**PROBLEM DETAILS**
Extract every one of the lines below that contains the string "jersey".

[Object detection records]

>> Start

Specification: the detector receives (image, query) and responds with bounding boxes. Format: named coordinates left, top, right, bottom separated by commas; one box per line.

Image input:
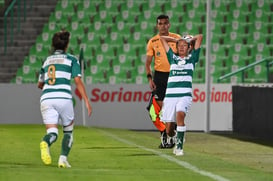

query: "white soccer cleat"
left=173, top=147, right=184, bottom=156
left=58, top=155, right=71, bottom=168
left=40, top=141, right=51, bottom=165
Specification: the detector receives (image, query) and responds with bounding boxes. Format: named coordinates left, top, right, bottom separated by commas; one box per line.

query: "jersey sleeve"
left=192, top=48, right=201, bottom=63
left=146, top=40, right=154, bottom=56
left=38, top=68, right=45, bottom=82
left=70, top=56, right=82, bottom=78
left=167, top=48, right=174, bottom=64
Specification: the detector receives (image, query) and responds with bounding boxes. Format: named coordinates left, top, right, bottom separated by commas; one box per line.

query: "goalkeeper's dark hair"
left=52, top=31, right=70, bottom=51
left=156, top=14, right=169, bottom=23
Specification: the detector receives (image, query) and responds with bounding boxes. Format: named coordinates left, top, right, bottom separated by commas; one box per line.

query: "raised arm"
left=160, top=36, right=177, bottom=52
left=192, top=34, right=203, bottom=50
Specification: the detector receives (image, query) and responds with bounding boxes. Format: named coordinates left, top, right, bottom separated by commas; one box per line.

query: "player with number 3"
left=38, top=31, right=92, bottom=168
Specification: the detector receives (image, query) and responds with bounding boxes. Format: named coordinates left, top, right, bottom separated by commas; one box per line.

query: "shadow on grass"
left=210, top=131, right=273, bottom=147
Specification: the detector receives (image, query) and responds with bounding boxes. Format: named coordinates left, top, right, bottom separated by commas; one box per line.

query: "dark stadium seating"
left=16, top=0, right=273, bottom=84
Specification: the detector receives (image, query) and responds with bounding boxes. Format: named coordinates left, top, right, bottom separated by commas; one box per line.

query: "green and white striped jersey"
left=39, top=50, right=81, bottom=102
left=165, top=48, right=200, bottom=99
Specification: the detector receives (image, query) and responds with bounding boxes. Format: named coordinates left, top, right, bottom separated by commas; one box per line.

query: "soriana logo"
left=192, top=87, right=232, bottom=103
left=83, top=87, right=232, bottom=103
left=91, top=87, right=151, bottom=102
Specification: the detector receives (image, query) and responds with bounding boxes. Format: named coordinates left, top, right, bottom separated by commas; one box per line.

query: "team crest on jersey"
left=177, top=60, right=186, bottom=65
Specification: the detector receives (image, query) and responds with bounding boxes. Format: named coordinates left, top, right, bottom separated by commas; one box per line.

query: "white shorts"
left=40, top=99, right=74, bottom=126
left=161, top=96, right=192, bottom=122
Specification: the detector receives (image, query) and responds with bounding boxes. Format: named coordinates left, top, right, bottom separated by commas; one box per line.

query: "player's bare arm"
left=145, top=55, right=156, bottom=90
left=37, top=82, right=45, bottom=89
left=160, top=36, right=171, bottom=52
left=74, top=77, right=92, bottom=116
left=192, top=34, right=203, bottom=50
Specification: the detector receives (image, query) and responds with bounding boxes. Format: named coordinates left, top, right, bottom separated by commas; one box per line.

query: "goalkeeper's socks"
left=43, top=133, right=58, bottom=146
left=176, top=126, right=186, bottom=149
left=61, top=131, right=73, bottom=156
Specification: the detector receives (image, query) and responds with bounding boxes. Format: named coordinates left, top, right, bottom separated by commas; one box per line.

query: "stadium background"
left=1, top=0, right=273, bottom=130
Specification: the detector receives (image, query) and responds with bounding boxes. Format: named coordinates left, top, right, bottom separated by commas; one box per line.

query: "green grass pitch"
left=0, top=125, right=273, bottom=181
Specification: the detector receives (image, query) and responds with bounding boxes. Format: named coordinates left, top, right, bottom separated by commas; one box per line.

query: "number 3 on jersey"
left=47, top=65, right=56, bottom=85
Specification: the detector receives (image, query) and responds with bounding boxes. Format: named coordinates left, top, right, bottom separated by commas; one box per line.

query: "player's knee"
left=63, top=123, right=74, bottom=133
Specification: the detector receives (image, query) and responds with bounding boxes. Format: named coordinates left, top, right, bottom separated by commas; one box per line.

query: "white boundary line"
left=100, top=130, right=229, bottom=181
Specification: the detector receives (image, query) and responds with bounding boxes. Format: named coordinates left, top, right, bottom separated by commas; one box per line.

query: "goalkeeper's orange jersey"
left=146, top=33, right=181, bottom=72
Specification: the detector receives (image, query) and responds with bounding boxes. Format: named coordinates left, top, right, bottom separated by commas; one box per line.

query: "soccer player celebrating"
left=145, top=14, right=180, bottom=148
left=160, top=34, right=203, bottom=156
left=38, top=31, right=92, bottom=168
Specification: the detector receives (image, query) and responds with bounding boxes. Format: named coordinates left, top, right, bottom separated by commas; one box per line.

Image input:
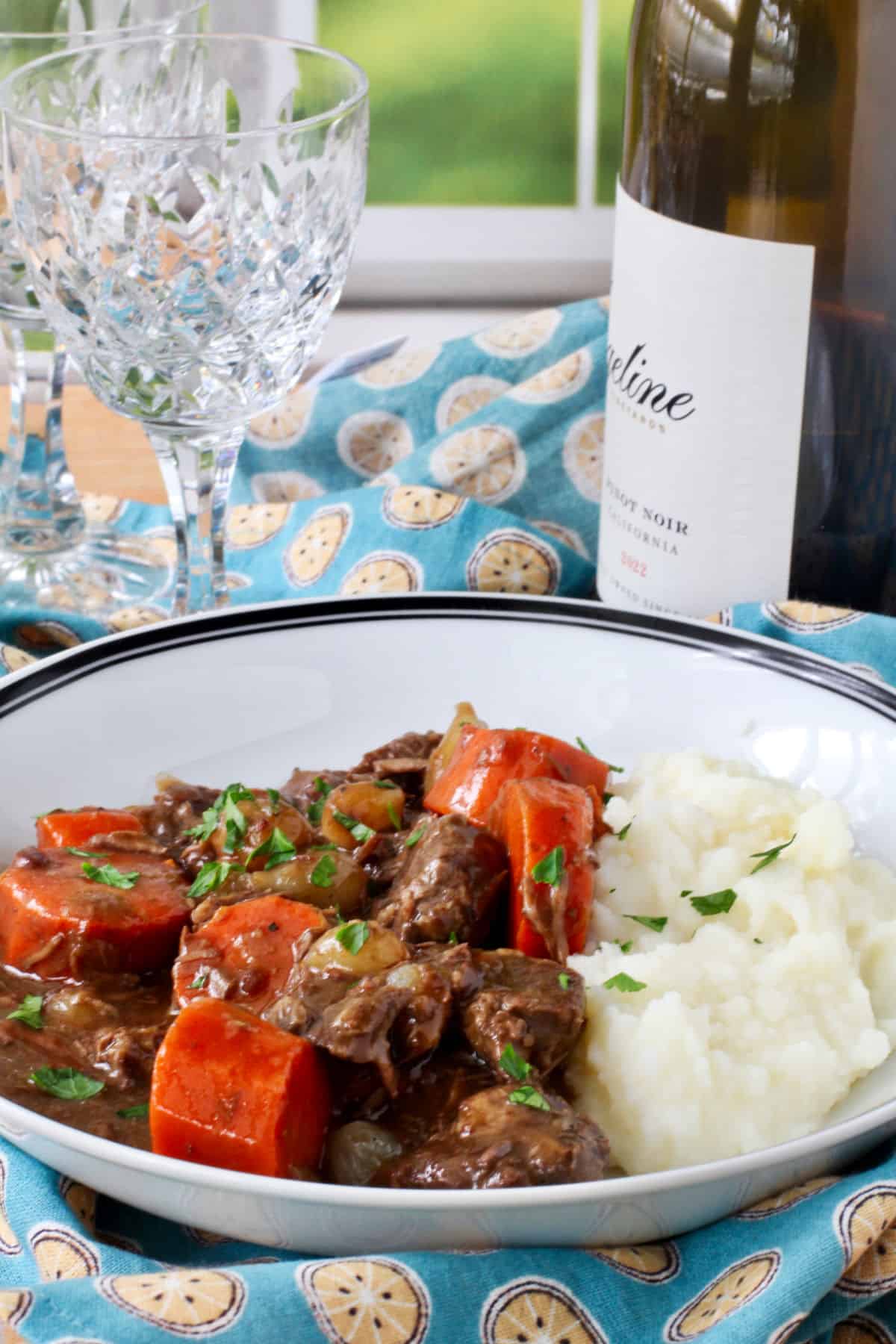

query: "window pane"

>> End

**ANSWER IN FULL**
query: "jersey sleeve"
query: "green and white striped jersey"
query: "team crest on jersey"
query: "number 3 on jersey"
query: "goalkeeper's orange jersey"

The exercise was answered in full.